O que se pede
1. Resuma em duas frases o trecho sobre os indígenas no Rio Grande do Sul.
2. Transcreva sem nenhuma alteração as linhas das entradas que vão da que contém "As a warehouse robot's perception module, locate protest" até a que contém "124, 111, 152, 141", incluindo ambas.

Uma cultura pouco respeitada pela sociedade
é a dos
indígenas. E esta é a grande luta desse povo de cultura e raízes tão ricas
e de importância histórica tão grande. Assim, para comemorar as lutas e discutir
os problemas que os indígenas
ainda enfrentam hoje, o CIMI Sul, junto com
outras instituições, organizou uma série de eventos que discutiram e
refletiram o índio no Rio Grande do Sul. Para falar sobre o assunto, a IHU(Instituto
Humanitas Unisinos) On-Line entrevistou, por telefone, Roberto
Liebgott. Durante a entrevista, ele comenta a luta e a organização dos
povos indígenas
e coloca as necessidades que ainda não foram sanadas para a existência digna
dos índios aqui no Estado.
Confira a entrevista.
Roberto Liebgott |
IHU On-Line – O senhor pode falar
do evento na Câmara dos vereadores de Porto Alegre, que aconteceu no dia 25 de
abril?
Roberto Liebgott – A
Câmara dos Vereadores, na perspectiva da Semana dos Povos Indígenas, propiciou
uma discussão sobre as condições dos indígenas no Rio Grande do Sul, apontando
para as grandes questões e uma delas é a questão fundiária. Hoje, inúmeras
áreas estão sendo remarcadas. Há ainda as questões relativas às
políticas públicas, ou seja, a implementação de políticas diferenciadas que
assegurem a essas comunidades bons atendimentos de saúde, educação, atividades
produtivas. E existe a realidade, muito presente, que é a das comunidades
indígenas, que hoje moram nos centros urbanos. É preciso ter, por parte dos
poderes públicos, um olhar atento para essa realidade a fim de assegurar que
essas comunidades possam ter condições de vida digna aqui na cidade.
IHU On-Line – Quem são e como
vivem os índios que existem no Rio Grande do Sul?
Roberto Liebgott – Grande
parte da população indígena do Estado é composta por famílias de caingangues.
A maioria deles está hoje na região norte do Rio Grande do Sul e a população
caingangue é formada por cerca de 27 mil pessoas e muitas delas têm áreas
excessivamente reduzidas, fazendo com que tenhamos necessidade, por parte do
Governo Federal, de uma política para demarcação de terras.

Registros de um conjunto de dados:
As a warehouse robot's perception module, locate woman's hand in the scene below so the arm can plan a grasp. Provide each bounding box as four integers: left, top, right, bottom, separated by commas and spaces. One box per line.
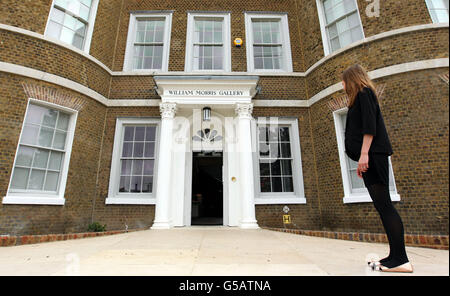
356, 152, 369, 178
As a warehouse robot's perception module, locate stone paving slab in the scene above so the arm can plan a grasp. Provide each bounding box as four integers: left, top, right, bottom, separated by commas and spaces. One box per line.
0, 226, 449, 276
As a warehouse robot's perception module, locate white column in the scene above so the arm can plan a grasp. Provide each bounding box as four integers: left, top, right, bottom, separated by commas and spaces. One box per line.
236, 104, 259, 229
151, 103, 177, 229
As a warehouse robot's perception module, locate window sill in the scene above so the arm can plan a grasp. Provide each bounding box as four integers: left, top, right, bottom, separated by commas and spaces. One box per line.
105, 197, 156, 205
2, 195, 65, 206
255, 195, 306, 205
343, 191, 400, 204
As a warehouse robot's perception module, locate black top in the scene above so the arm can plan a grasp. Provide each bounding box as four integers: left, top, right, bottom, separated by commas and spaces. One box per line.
345, 87, 393, 161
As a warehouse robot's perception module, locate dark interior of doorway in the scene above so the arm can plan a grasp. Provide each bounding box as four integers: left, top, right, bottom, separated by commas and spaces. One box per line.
191, 152, 223, 225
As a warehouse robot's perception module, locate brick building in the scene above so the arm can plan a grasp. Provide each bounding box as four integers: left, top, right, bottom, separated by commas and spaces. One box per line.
0, 0, 449, 235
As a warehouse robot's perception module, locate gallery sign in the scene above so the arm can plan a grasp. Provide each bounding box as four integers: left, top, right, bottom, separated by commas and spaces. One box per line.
164, 89, 248, 97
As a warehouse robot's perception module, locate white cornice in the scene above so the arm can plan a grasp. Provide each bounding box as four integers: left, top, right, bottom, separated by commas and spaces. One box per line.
0, 23, 449, 77
0, 58, 449, 107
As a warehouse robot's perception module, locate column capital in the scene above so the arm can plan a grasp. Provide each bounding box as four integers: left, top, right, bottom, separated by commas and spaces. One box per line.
234, 103, 253, 119
159, 103, 177, 118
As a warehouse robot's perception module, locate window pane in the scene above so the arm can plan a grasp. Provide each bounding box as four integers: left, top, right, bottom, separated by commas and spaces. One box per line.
145, 126, 156, 141
44, 172, 59, 191
133, 142, 144, 157
269, 143, 281, 158
38, 127, 55, 147
331, 37, 341, 51
282, 177, 294, 192
80, 5, 90, 21
25, 104, 47, 124
344, 0, 356, 13
271, 177, 283, 192
258, 127, 269, 142
259, 143, 269, 157
282, 160, 292, 176
48, 151, 63, 171
11, 167, 30, 189
120, 159, 133, 176
270, 160, 281, 176
130, 176, 142, 192
28, 169, 45, 190
144, 160, 155, 175
122, 142, 133, 157
50, 9, 64, 23
33, 149, 50, 169
261, 177, 271, 192
350, 171, 365, 189
280, 127, 289, 142
280, 143, 291, 158
56, 112, 70, 131
124, 126, 134, 141
259, 162, 270, 176
16, 145, 34, 167
42, 109, 58, 127
255, 57, 264, 69
134, 126, 145, 141
119, 176, 131, 192
132, 160, 144, 176
142, 176, 153, 192
144, 142, 155, 157
53, 131, 66, 150
347, 12, 360, 28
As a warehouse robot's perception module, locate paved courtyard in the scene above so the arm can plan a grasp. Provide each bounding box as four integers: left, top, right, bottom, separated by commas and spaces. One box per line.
0, 226, 449, 276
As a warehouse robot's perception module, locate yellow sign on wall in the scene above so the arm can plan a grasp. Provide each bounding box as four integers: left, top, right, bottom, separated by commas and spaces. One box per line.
283, 215, 291, 224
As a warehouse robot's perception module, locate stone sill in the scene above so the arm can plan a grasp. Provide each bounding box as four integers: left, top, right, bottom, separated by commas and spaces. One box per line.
261, 227, 448, 250
0, 228, 148, 247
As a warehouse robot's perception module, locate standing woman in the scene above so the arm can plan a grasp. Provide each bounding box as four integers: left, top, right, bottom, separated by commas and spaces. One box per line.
342, 65, 413, 272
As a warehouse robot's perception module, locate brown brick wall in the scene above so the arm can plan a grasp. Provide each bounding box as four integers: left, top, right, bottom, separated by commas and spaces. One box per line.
311, 69, 449, 234
89, 107, 160, 229
0, 0, 52, 34
113, 0, 303, 71
89, 0, 124, 69
307, 28, 448, 96
358, 0, 432, 37
253, 107, 321, 229
0, 72, 106, 234
0, 29, 110, 96
298, 0, 438, 71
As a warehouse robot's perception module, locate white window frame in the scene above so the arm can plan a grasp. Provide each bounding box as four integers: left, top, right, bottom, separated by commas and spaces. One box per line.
184, 12, 231, 73
105, 117, 161, 205
252, 117, 306, 204
3, 98, 78, 205
245, 12, 293, 73
425, 0, 449, 24
333, 107, 400, 204
316, 0, 366, 56
44, 0, 100, 54
123, 12, 172, 72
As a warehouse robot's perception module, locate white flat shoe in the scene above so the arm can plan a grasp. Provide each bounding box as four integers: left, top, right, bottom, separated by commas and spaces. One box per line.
378, 262, 413, 273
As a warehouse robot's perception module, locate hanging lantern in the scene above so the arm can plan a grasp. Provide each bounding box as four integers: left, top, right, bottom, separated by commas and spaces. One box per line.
203, 107, 211, 121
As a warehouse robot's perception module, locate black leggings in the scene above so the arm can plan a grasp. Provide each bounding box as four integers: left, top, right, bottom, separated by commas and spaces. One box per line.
363, 155, 408, 268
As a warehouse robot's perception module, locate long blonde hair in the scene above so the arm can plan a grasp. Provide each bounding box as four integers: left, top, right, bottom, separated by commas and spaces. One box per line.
342, 64, 376, 107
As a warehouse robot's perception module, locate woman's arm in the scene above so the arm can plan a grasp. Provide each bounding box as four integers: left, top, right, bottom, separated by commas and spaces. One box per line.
356, 134, 373, 178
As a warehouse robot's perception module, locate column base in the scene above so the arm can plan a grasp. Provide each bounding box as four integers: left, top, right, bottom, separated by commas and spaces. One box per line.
239, 220, 260, 229
150, 222, 172, 229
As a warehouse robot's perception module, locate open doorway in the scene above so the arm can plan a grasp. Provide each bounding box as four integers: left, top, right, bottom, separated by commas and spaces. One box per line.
191, 152, 223, 225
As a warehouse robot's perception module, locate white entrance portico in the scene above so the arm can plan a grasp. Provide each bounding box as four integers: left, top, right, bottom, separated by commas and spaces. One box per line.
152, 76, 259, 229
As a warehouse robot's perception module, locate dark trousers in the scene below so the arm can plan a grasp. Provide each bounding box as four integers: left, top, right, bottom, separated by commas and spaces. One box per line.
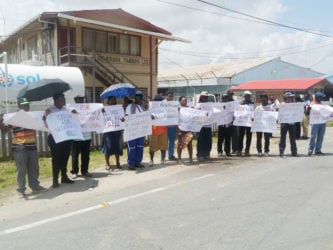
257, 132, 272, 153
71, 140, 91, 174
279, 123, 297, 155
238, 126, 252, 152
217, 125, 233, 154
197, 127, 212, 157
47, 135, 72, 181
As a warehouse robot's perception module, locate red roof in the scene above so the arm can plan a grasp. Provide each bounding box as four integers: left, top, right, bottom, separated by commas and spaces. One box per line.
232, 78, 328, 91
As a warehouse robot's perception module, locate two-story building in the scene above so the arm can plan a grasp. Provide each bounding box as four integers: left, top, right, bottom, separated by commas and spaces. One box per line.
0, 9, 188, 102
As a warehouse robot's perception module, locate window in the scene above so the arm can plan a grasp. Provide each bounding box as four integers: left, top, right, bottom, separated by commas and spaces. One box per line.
83, 29, 141, 56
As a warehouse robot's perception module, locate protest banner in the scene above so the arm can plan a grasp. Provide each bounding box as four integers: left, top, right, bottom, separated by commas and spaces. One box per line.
4, 109, 49, 132
251, 110, 278, 134
309, 104, 333, 124
149, 101, 179, 126
278, 102, 304, 123
178, 107, 208, 132
233, 105, 254, 127
102, 104, 125, 133
124, 111, 152, 141
215, 101, 239, 126
67, 103, 104, 133
46, 110, 83, 143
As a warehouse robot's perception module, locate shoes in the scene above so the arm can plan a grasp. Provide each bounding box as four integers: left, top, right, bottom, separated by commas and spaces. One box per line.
82, 172, 92, 177
61, 177, 75, 184
128, 166, 136, 170
52, 181, 59, 188
169, 156, 177, 161
32, 186, 47, 193
135, 163, 145, 168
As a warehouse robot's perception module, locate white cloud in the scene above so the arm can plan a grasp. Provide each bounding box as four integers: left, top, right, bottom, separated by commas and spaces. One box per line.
0, 0, 333, 73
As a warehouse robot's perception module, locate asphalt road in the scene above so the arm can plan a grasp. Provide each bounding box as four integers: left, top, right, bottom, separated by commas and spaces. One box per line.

Soluções dos exercícios
1. O trecho apresenta uma entrevista por telefone da IHU On-Line com Roberto Liebgott sobre a luta, a organização e as necessidades dos povos indígenas no Rio Grande do Sul, tema de uma série de eventos organizados pelo CIMI Sul com outras instituições. Liebgott aponta como grandes questões a questão fundiária, as políticas públicas diferenciadas de saúde, educação e atividades produtivas e a realidade das comunidades que moram nos centros urbanos, além de informar que a maior parte da população indígena do Estado é caingangue, com cerca de 27 mil pessoas, muitas delas com áreas excessivamente reduzidas.

2.
As a warehouse robot's perception module, locate protest banner in the scene above so the arm can plan a grasp. Provide each bounding box as four integers: left, top, right, bottom, separated by commas and spaces. One box per line.
4, 109, 49, 132
251, 110, 278, 134
309, 104, 333, 124
149, 101, 179, 126
278, 102, 304, 123
178, 107, 208, 132
233, 105, 254, 127
102, 104, 125, 133
124, 111, 152, 141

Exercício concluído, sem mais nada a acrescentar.